Work instructions →
Transcribe all the entries word for word, omitting any pictures they contain.

Input →

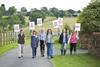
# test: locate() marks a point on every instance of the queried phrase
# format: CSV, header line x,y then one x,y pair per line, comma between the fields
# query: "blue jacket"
x,y
34,41
61,38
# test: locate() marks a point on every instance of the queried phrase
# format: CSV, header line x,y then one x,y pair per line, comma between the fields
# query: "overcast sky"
x,y
60,4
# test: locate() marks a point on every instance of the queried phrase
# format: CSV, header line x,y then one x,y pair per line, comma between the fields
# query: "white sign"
x,y
16,28
39,21
55,24
60,20
77,26
31,25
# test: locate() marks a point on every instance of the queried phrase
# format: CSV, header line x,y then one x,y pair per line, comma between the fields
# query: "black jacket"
x,y
61,38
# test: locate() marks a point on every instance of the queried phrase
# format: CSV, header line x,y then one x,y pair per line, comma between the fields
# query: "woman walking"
x,y
63,39
49,41
73,42
42,38
34,43
21,42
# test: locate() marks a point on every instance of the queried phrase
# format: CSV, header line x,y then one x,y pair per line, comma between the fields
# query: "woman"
x,y
21,42
49,41
34,43
42,38
73,42
63,40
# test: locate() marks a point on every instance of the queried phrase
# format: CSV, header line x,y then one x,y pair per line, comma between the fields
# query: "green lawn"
x,y
81,60
7,48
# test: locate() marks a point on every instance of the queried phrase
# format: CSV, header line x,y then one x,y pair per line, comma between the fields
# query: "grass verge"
x,y
81,60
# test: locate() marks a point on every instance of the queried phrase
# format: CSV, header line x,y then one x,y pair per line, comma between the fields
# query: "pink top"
x,y
73,38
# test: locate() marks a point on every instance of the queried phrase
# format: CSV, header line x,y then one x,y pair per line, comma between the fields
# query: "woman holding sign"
x,y
42,38
63,39
34,44
73,42
49,41
21,42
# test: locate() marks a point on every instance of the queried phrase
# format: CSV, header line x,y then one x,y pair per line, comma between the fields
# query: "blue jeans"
x,y
49,49
34,51
63,50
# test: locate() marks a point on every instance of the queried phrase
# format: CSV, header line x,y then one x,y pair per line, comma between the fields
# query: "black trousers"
x,y
34,50
42,47
72,47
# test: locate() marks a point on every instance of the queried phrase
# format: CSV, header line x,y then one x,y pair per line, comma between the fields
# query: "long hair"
x,y
34,32
48,31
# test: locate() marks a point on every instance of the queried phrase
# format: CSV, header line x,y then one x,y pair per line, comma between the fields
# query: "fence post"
x,y
0,40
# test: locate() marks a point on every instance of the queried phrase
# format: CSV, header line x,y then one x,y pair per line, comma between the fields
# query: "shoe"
x,y
33,57
19,57
51,56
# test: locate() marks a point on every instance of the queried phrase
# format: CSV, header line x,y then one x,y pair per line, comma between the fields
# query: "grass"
x,y
81,60
7,48
46,25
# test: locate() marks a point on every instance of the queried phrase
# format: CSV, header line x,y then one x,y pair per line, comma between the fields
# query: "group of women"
x,y
46,38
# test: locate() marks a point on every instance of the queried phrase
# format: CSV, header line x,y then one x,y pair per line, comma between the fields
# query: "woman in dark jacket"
x,y
34,44
63,39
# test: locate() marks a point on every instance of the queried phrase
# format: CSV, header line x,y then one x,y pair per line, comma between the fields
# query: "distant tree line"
x,y
12,16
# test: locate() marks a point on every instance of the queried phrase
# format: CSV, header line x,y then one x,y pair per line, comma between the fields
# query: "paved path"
x,y
10,59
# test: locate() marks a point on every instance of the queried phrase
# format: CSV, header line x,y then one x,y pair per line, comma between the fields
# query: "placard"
x,y
32,25
39,21
55,24
16,28
77,26
60,20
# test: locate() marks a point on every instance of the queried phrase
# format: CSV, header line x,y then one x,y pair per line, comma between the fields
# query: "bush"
x,y
36,14
90,18
67,27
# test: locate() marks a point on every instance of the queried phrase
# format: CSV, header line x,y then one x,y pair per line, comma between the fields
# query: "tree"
x,y
55,12
23,11
61,13
45,10
2,9
71,12
12,10
90,18
36,14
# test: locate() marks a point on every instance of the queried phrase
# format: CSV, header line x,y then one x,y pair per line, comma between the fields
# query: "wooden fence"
x,y
7,38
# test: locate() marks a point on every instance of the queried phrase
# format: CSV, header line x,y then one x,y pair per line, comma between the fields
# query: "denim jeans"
x,y
63,50
34,51
49,49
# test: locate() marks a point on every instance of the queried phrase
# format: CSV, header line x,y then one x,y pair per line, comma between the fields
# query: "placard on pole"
x,y
39,21
16,28
31,25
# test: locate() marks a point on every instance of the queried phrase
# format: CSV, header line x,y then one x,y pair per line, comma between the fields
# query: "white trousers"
x,y
20,46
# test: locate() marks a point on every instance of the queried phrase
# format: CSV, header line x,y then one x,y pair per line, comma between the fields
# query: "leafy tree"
x,y
45,10
90,18
23,11
36,14
61,13
55,12
12,10
2,9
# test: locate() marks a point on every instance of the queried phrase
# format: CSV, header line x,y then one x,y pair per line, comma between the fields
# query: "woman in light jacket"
x,y
34,43
63,39
73,42
49,41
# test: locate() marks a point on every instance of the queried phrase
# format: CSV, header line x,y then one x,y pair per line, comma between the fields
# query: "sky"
x,y
60,4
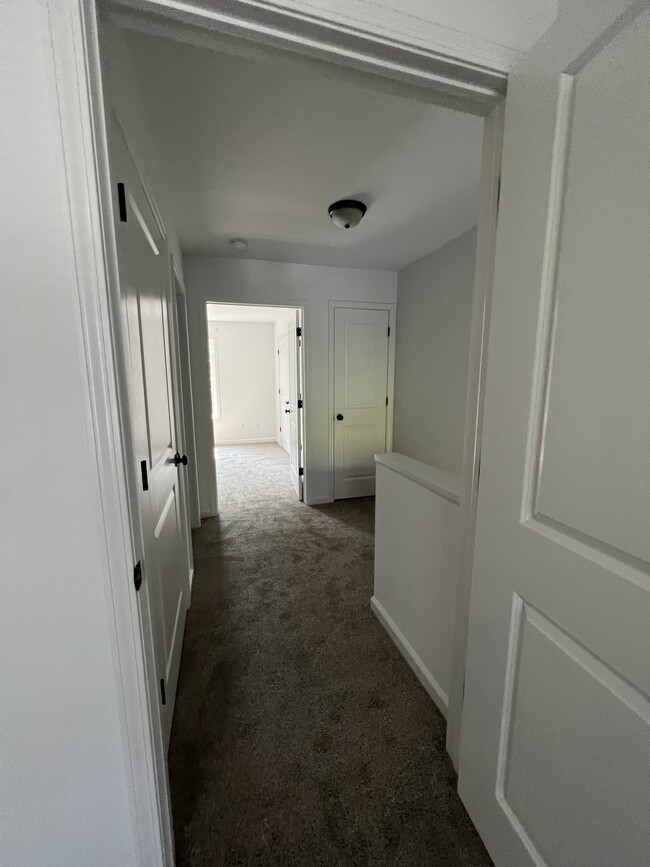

Answer space →
# test: locate() marks a point on every instance of the queried phrase
# format: CSV, header line x,y then one x,y pair per line, comma between the fields
# query: "blue jacket"
x,y
34,41
61,38
# test: locate() marks a point on every instance of the queried phrase
# format: CSV, header line x,y then one x,y pair per line, comma between the fields
# query: "overcast sky"
x,y
60,4
# test: locate() marks a point on every instance of the queried phrase
# format: CSV, header line x,y then one x,y pair per line, comma between the fields
# query: "white sign"
x,y
16,28
39,21
55,24
60,20
77,26
31,25
# test: locate() marks a point on every instance of the queried phrase
# format: CSV, header line x,y then one x,y pair per line, comma between the fields
# query: "black jacket"
x,y
61,38
# test: locate() marks a point on every instance of the queried phrase
# format: CSV, header line x,y then one x,y pair per line, comma between the fields
# query: "woman walking"
x,y
63,39
49,41
73,42
42,38
34,43
21,42
# test: locate() marks a point on every instance of the queried phrase
# format: CSV, header line x,y then one x,y pair per line, comma between the fields
# query: "woman"
x,y
21,42
49,41
34,43
42,38
73,42
63,40
# test: locate() marks a point on every instance of the queried phrase
# format: CSV, header line x,y then one x,y pair per line, comma between the fields
# query: "green lawn"
x,y
81,60
7,48
# test: locate() marks a point on every instance of the queried phrase
# format: CSV, header line x,y then one x,y pair per line, comma between the fields
# query: "grass verge"
x,y
81,60
# test: locate() marks a point on every instance of the queried phrase
# format: CSV, header line x,y then one x,y pair per line, comma between the fields
# query: "pink top"
x,y
73,38
# test: locate() marks a point on every instance of the queried phrase
# format: CSV, header line x,y then one x,y pair per line, comma between the fields
# query: "woman holding sign"
x,y
42,38
63,39
34,44
73,42
49,41
21,42
# test: locate() marks a point on every instance of the queried phrase
# format: CSV, header line x,y then one x,y pair per line, comma between the fields
# query: "blue jeans"
x,y
49,49
34,51
63,50
# test: locate() marks a point on every instance of the queried phrase
# format: CSV, header line x,y then one x,y pair per line, comma between the fields
# query: "black trousers"
x,y
34,50
42,47
72,47
# test: locate() marks a point on every instance of the queried phrase
# format: CSV, header line x,y then one x,y pair per line, comma between the fields
# query: "long hair"
x,y
34,32
48,31
# test: locate() marks a point on every instance of the queried phrase
# format: CSV, header line x,y then one x,y pair per line, comma between the fields
# query: "fence post"
x,y
0,40
# test: locate() marks a point on every instance of the queried phrase
# format: CSV, header line x,y then one x,y pair per line, comma between the fields
# query: "shoe"
x,y
33,57
19,57
51,56
# test: locate() marks a point on every instance of the queried phrase
# format: CSV, header line x,y then one x,y pair per line, comma between the fields
# query: "grass"
x,y
81,60
7,48
46,25
# test: locate() marks a point on every instance of the queried phrase
# format: CSV, header line x,y then one x,y pair per line, comma between the fields
# query: "group of women"
x,y
46,38
# test: locate() marks a point on every instance of the queried phrase
# format: CSV, header line x,y then one x,y pair per line, comma between the fields
# query: "woman in dark jacket"
x,y
34,44
63,39
# test: locate() marks a point on every instance of the queried phrase
# format: CSV, header line x,y then one x,y pair per line, comma between the fields
# query: "distant tree line"
x,y
12,16
# test: locate() marks a point on every instance of the queried phrase
# format: CSV, header line x,y then one x,y pair per line, comma between the fields
# query: "paved path"
x,y
10,59
# test: locate() marks a point on every instance of the queried phrase
# format: CSV, header line x,y then one x,y pair per line, comma between the fields
# query: "placard"
x,y
32,25
39,21
55,24
16,28
77,26
60,20
# test: locate() marks a point on every instance of the queried phrase
# format: CSV, header line x,y then one x,y pair per line, comma between the fields
# query: "bush"
x,y
36,14
90,18
67,27
# test: locate() marks a point on every instance of the queried phrase
# format: CSV, header line x,y then one x,y pair per line, comma between the fields
# query: "tree"
x,y
55,12
23,11
61,13
45,10
2,9
71,12
12,10
90,18
36,14
# test: locate() marks a point on every instance of the queried phrase
# format: CSV, header line x,y then one x,y pair per line, comma between the fields
# query: "wooden fence"
x,y
7,38
# test: locate() marks a point on every instance of the queried phrase
# format: CSV, header line x,y then one x,y pair per line, comma between the fields
# query: "denim jeans"
x,y
63,50
34,51
49,49
# test: locate() marks a point on every instance of the queried phrase
# format: CSV, header line x,y then one x,y pair per line, comma between the fields
# query: "placard on pole"
x,y
39,21
16,28
31,25
# test: locate() marks a point on every instance of the queried phrase
# format: CSV, header line x,y then one x,y pair per line, comma between the fields
# query: "white trousers"
x,y
20,46
# test: locate() marks a point on every instance of the queried phrase
# format: CSV, header line x,y then one x,y pair per line, comma between the fields
# query: "leafy tree"
x,y
45,10
90,18
23,11
36,14
61,13
55,12
12,10
2,9
# test: locate() marks a point on every instance of the queried phrase
# format: CSV, header line x,y then one x,y pair per line, comma between the fields
# query: "woman in light jacket"
x,y
34,43
63,39
73,42
49,41
# test: locate() marks a point on every instance of the queried phrase
# format: CSV, header line x,y then one x,y pair per line, comma between the fields
# query: "sky"
x,y
60,4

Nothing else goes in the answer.